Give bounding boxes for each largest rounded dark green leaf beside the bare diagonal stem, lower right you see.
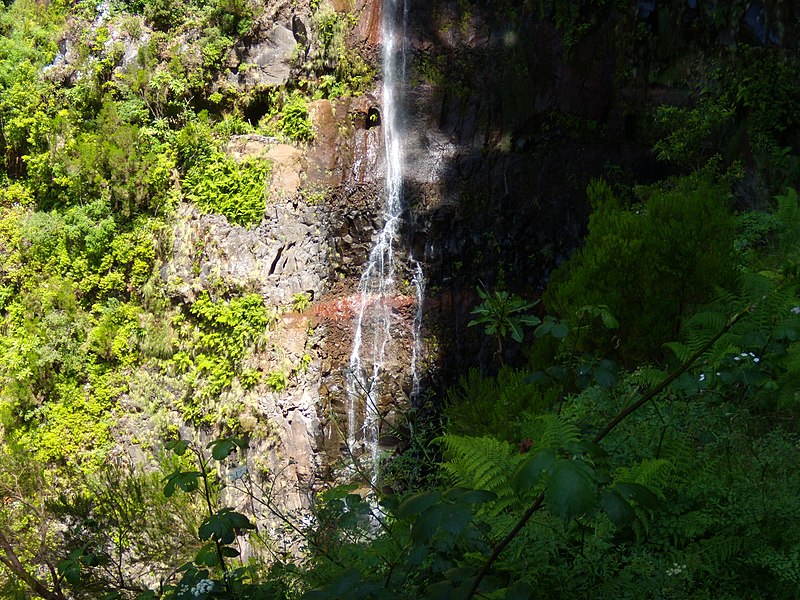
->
[544,459,597,519]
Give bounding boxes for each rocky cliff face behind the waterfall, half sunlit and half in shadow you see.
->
[114,0,793,506]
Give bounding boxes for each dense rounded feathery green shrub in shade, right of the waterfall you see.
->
[544,173,734,360]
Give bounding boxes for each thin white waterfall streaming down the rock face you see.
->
[347,0,412,484]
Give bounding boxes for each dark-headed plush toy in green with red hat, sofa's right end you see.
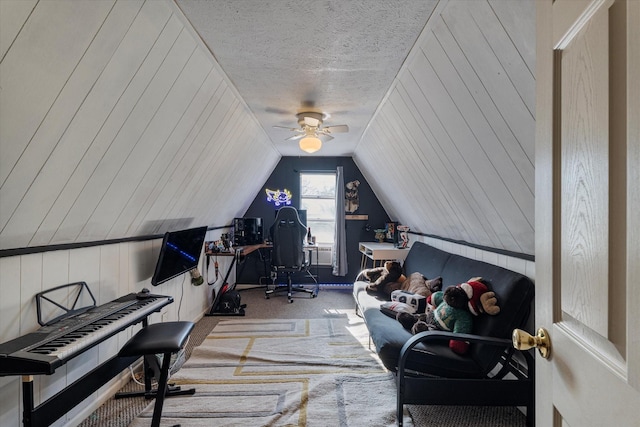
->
[397,277,500,354]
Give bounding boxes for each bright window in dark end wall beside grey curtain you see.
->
[300,172,336,245]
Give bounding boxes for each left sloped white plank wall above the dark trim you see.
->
[0,0,280,249]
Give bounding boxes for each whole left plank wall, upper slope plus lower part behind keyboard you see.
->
[0,0,280,426]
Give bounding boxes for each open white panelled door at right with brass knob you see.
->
[536,0,640,427]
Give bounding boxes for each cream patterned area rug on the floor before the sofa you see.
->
[131,316,413,427]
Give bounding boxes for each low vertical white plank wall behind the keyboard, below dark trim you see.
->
[0,241,215,426]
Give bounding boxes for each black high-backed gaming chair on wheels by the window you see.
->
[265,206,317,302]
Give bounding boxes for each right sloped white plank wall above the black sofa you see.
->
[354,0,535,255]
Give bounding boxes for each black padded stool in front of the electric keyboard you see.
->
[118,322,195,427]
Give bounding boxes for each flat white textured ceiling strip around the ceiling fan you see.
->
[176,0,438,156]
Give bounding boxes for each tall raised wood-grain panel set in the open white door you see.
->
[554,4,609,337]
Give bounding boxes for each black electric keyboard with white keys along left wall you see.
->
[0,293,173,376]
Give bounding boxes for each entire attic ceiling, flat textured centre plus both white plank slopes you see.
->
[0,0,535,254]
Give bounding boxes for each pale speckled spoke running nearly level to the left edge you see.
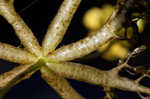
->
[0,43,37,64]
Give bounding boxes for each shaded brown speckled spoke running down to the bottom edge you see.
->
[41,67,84,99]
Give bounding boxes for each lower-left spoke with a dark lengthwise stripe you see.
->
[0,64,37,93]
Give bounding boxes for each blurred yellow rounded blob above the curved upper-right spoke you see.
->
[83,5,113,31]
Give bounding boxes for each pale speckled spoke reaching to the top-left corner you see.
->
[0,0,42,56]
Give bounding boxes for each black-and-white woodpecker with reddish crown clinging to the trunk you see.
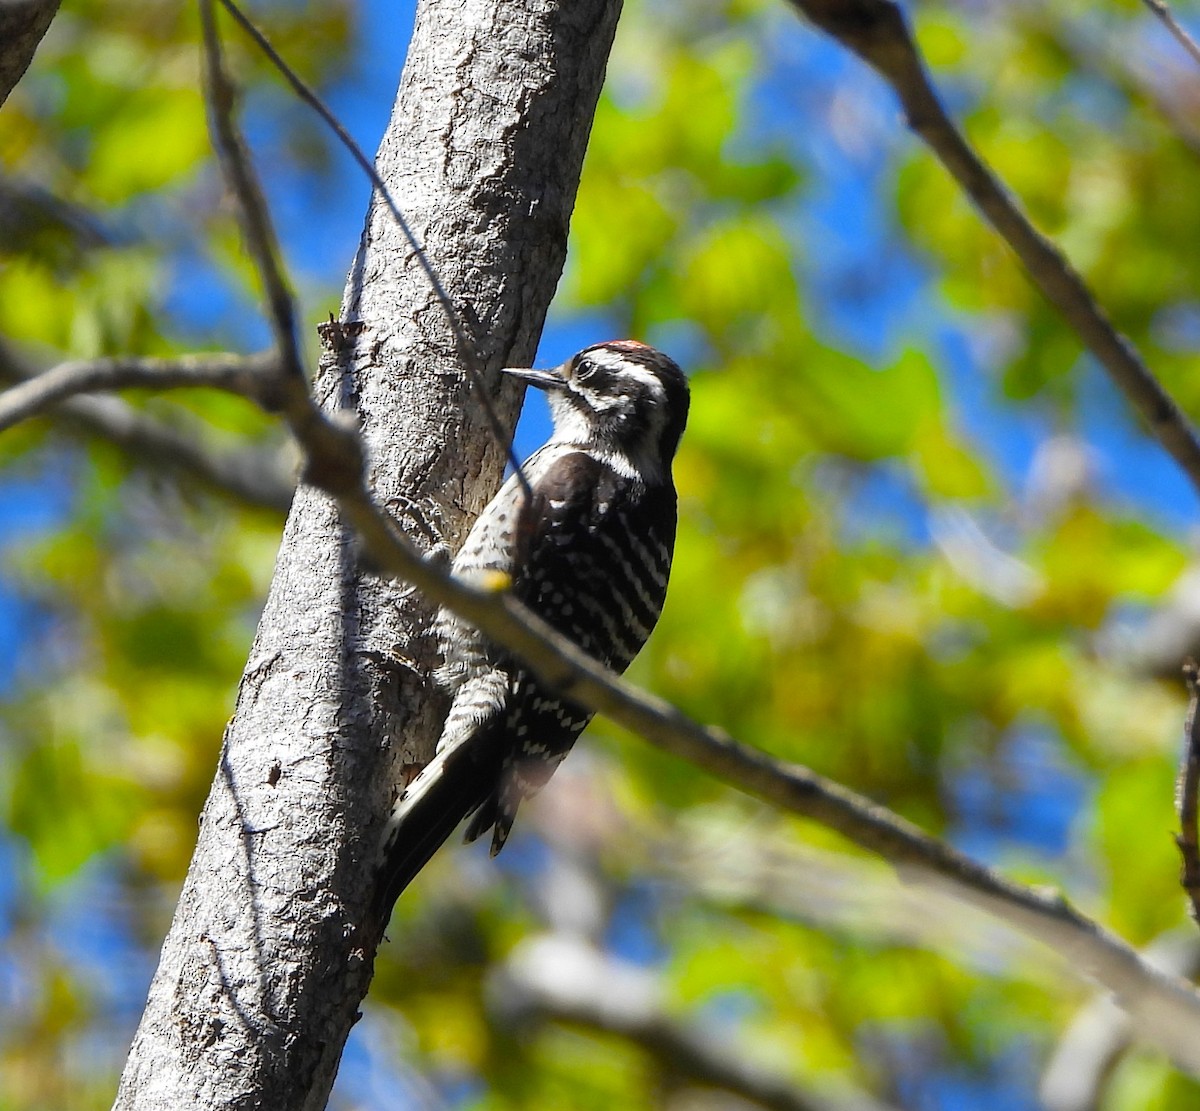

•••••

● What the task asks: Please write out, exactly as they appear above, only the lines in the stretch from the line with "Give bounding boxes for each bright" through the line with "Give bounding boxes for each whole".

● Task solution:
Give bounding boxes for each bright window in dark end wall beside grey curtain you see.
->
[300,172,336,245]
Give bounding boxes for each left sloped white plank wall above the dark trim you see.
->
[0,0,280,249]
Give bounding boxes for each whole left plank wall, upper slope plus lower part behind keyboard you see.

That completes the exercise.